Pointing entries for named objects:
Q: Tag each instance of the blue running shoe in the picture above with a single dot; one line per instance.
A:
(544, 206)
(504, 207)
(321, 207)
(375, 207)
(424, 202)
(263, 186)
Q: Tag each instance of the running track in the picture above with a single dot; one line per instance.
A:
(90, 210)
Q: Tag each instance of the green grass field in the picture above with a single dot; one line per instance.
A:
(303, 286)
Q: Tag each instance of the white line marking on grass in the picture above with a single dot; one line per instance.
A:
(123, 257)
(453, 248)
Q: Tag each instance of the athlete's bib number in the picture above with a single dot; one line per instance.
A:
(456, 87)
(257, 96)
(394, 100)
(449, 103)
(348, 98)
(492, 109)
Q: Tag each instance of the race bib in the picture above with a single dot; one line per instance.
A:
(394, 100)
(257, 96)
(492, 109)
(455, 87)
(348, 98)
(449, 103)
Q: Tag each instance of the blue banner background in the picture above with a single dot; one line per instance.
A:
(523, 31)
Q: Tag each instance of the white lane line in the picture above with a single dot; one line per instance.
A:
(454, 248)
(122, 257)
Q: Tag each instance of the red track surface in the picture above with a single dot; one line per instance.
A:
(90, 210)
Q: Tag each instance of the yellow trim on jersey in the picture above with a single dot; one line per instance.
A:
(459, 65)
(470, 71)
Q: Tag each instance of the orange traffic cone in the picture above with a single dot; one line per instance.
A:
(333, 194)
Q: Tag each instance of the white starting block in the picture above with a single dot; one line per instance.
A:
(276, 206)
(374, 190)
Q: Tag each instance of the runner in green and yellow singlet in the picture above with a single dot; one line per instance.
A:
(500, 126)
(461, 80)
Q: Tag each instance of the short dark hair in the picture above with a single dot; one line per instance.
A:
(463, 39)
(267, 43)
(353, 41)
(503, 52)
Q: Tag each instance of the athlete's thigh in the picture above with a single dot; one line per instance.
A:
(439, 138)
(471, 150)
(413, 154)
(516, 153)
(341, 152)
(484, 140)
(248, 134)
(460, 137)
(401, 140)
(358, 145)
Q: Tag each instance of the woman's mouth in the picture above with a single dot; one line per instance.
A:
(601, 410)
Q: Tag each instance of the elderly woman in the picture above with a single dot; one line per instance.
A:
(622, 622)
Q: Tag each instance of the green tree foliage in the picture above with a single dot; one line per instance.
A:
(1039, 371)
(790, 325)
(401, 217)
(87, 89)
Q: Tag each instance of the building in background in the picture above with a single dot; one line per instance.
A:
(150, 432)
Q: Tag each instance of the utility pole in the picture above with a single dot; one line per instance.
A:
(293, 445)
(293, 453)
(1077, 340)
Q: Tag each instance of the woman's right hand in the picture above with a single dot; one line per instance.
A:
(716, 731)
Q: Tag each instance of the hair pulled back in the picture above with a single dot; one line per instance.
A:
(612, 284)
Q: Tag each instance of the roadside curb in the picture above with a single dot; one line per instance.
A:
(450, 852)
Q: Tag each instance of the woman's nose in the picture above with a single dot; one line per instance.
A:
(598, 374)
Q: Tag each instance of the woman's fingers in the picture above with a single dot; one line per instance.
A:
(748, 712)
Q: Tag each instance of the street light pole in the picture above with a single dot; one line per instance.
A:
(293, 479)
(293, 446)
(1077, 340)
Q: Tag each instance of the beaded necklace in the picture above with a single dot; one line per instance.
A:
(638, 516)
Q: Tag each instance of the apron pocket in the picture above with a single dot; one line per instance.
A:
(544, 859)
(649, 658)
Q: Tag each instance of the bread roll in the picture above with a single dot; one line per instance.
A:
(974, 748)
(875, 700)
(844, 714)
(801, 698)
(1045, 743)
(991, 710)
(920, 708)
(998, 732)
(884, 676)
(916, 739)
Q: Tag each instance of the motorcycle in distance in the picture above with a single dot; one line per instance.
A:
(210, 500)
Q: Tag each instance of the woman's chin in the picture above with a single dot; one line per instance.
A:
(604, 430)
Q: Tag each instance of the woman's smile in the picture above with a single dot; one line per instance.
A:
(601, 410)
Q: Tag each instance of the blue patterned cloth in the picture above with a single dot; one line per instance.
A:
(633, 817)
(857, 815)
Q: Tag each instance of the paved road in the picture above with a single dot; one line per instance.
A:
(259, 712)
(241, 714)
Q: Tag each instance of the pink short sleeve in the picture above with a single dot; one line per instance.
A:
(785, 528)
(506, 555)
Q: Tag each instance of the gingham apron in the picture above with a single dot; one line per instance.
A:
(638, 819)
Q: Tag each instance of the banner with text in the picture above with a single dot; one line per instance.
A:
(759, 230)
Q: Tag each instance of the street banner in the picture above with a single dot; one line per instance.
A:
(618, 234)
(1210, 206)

Problem to solve> Retype word for word the stretch of the records from the line containing "Q: Tag each instance of the pink" through the last line.

Response to this exercise>
Q: Tag each instance of the pink short sleeve in the picture above with a single dot; one line per instance.
A:
(785, 528)
(506, 555)
Q: Tag each instance of the gingham apron in the picture above with a single dot; one line per instance.
A:
(638, 819)
Q: Tag each instance of the banner with text in the picture above with a single dot; one line per instance.
A:
(759, 230)
Q: Tag each instance of the street banner in the picture above with a single dot; one line per instance.
A:
(618, 234)
(1210, 206)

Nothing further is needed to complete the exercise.